AIM OF THE TASK
Copy out the records word for word, beginning at the line that contains "Mark each instance of the headlight" and stopping after the last line of the records.

DATA PROVIDED
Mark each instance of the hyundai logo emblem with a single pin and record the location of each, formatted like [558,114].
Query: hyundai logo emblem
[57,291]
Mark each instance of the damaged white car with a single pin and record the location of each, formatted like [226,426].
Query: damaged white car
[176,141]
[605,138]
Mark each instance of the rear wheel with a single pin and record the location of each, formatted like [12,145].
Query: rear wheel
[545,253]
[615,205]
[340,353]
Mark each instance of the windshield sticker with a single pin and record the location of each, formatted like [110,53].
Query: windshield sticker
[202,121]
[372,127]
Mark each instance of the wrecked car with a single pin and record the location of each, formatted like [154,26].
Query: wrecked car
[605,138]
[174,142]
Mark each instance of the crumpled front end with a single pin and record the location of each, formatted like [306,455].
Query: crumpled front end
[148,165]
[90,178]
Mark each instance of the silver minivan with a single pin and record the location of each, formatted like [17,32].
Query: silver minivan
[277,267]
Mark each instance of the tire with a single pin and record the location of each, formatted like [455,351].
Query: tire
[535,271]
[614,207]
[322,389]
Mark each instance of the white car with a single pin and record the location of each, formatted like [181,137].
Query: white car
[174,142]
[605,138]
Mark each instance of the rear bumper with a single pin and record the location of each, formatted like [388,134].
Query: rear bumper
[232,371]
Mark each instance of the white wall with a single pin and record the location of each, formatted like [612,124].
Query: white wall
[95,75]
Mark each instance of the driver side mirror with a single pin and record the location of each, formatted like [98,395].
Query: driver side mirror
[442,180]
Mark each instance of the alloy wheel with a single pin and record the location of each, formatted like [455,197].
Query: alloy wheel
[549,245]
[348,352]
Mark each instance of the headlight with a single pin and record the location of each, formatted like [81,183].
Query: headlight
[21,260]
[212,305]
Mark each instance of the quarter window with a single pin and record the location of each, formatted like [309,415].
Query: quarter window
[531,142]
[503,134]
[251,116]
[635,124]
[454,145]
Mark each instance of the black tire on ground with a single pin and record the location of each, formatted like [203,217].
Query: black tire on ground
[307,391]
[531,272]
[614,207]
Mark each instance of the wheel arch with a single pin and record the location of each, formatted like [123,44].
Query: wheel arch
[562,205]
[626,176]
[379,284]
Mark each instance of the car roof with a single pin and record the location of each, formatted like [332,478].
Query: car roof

SOLUTION FOR THIS EXERCISE
Mark each instance of the headlight with a single pin and record the location of each, formatted like [81,183].
Query: headlight
[21,260]
[212,305]
Mark each instance of the quarter window with a single pin and record the location of each, formatted like [309,415].
Query: quarter window
[531,142]
[503,134]
[251,116]
[635,124]
[454,145]
Mark each instance of the black tire on ground with a single pin and record the location of each, formatted like [203,217].
Query: black tire on ground
[307,391]
[531,272]
[614,207]
Mark each instance of the wheel arch with a single pin and record the location of each, formatted like [123,44].
Query: wheel arch
[562,205]
[626,176]
[379,284]
Mark each instance of the car roof with a single pin and record the location of each, formatted like [332,478].
Query: car roof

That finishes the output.